» DATA TO EXAMINE:
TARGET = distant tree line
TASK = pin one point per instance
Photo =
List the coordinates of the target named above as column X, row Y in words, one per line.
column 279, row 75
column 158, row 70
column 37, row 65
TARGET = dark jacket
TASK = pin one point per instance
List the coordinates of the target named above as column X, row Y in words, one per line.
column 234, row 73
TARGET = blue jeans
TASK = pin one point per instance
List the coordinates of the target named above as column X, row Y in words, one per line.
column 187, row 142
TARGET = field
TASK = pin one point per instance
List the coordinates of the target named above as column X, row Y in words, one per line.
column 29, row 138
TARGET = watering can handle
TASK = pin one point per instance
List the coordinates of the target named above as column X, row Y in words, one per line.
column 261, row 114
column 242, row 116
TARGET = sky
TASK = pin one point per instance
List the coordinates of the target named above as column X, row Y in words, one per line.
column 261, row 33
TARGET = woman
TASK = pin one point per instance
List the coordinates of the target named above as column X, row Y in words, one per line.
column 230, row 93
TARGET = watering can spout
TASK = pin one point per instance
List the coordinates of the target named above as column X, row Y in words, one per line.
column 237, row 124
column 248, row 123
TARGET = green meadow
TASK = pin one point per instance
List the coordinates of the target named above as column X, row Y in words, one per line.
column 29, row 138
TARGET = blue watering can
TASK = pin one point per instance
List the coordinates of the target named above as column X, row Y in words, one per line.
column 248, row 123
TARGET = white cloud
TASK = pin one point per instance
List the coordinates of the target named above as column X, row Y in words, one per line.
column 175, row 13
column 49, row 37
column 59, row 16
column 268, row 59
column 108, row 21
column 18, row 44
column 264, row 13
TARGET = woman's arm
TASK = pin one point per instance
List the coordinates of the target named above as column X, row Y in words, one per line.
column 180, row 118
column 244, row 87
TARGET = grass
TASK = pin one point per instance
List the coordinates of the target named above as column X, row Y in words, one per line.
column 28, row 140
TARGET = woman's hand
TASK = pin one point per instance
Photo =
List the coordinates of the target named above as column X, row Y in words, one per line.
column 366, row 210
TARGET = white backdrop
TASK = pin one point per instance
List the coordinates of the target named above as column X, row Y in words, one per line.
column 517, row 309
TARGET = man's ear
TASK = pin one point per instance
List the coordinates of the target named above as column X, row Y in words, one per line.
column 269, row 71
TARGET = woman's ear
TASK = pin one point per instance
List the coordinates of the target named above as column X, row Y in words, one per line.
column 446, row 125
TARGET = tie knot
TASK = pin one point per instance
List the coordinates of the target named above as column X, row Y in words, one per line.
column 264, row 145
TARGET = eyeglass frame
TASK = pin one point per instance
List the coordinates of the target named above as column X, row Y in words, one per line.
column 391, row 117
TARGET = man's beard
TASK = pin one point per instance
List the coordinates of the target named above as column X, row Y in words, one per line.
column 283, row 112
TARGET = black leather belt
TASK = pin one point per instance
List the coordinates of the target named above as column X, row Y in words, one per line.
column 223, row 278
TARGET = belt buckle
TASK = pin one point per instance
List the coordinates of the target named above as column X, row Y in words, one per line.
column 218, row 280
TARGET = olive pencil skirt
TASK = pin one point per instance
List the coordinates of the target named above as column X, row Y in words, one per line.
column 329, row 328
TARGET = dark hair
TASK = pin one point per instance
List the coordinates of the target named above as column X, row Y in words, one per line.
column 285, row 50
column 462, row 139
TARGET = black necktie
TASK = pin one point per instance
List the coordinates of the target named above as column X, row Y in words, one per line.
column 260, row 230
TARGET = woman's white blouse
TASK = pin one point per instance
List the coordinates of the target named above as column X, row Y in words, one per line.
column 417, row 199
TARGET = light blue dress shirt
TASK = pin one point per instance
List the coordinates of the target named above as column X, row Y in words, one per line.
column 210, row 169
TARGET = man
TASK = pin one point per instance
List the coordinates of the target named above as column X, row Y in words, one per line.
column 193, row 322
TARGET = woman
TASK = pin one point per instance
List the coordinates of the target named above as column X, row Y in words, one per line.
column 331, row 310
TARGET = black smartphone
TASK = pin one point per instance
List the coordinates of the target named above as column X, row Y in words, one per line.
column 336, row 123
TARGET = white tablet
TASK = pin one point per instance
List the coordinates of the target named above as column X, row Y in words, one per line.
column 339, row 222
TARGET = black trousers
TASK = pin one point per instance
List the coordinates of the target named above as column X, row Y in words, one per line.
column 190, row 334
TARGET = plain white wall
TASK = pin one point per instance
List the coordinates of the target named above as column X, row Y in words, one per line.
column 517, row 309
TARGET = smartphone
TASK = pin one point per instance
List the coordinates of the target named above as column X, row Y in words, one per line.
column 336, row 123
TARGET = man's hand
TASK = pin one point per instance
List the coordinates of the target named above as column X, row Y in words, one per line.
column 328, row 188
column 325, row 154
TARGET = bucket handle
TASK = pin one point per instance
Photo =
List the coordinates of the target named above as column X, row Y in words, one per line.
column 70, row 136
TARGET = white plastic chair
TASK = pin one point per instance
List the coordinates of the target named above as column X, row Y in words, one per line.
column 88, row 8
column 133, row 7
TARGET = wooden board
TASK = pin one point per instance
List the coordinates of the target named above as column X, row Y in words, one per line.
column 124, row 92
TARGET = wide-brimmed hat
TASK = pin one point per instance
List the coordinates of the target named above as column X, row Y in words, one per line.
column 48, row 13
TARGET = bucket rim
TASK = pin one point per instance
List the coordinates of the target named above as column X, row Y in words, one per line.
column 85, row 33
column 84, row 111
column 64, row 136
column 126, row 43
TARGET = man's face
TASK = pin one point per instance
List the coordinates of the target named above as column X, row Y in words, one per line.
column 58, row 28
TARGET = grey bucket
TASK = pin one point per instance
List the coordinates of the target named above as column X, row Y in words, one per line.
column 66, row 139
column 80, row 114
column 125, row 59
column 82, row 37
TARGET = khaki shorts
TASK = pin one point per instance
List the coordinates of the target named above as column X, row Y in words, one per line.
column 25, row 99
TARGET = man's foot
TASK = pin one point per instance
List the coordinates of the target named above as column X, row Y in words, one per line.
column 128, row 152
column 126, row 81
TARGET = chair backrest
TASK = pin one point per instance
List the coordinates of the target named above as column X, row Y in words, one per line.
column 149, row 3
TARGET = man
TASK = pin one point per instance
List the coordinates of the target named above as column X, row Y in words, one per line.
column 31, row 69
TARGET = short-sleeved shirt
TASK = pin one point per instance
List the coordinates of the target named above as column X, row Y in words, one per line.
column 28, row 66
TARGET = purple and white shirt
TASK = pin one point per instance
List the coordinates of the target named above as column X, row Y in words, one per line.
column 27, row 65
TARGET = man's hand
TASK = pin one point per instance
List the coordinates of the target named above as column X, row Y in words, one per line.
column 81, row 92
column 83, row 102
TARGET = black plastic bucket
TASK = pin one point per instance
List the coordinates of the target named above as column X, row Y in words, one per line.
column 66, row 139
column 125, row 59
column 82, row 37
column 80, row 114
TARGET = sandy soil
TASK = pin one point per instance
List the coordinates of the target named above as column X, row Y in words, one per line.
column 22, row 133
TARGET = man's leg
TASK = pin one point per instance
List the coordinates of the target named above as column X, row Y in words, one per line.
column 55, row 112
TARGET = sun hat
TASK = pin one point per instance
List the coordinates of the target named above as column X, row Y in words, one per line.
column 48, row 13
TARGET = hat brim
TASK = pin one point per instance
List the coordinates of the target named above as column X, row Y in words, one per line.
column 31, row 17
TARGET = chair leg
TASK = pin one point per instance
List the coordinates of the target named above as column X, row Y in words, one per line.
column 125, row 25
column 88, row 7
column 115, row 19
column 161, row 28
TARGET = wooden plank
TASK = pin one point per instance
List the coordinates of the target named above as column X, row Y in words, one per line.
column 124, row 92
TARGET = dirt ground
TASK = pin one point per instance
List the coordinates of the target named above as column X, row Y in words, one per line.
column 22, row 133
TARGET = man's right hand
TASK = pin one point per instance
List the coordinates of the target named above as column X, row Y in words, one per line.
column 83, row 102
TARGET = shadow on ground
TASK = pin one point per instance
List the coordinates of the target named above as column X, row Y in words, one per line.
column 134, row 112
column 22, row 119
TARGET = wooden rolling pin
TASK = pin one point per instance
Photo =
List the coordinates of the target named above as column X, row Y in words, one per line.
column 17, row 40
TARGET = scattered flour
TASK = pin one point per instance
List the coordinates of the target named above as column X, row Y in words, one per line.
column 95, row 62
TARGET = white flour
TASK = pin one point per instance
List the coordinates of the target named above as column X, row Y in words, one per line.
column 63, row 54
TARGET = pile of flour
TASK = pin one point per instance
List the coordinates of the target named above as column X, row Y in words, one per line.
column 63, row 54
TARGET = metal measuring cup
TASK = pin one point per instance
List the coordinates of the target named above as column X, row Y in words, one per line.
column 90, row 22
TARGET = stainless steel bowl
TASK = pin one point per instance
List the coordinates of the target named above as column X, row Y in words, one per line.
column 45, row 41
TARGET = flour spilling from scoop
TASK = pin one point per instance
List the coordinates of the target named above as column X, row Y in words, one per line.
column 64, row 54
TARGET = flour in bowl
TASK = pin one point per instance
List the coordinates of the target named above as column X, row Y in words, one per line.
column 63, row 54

» WHAT THE EXERCISE ASKS: From the first line of the data above through the line containing "TARGET = blue jeans", repeat each line exactly, and add nothing.

» EXPECTED OUTPUT:
TARGET = distant tree line
TASK = pin one point per instance
Photo =
List the coordinates of the target named above as column X, row Y in words, one per line.
column 279, row 75
column 158, row 70
column 37, row 65
TARGET = dark jacket
TASK = pin one point per instance
List the coordinates of the target named above as column X, row Y in words, one per line.
column 234, row 73
TARGET = blue jeans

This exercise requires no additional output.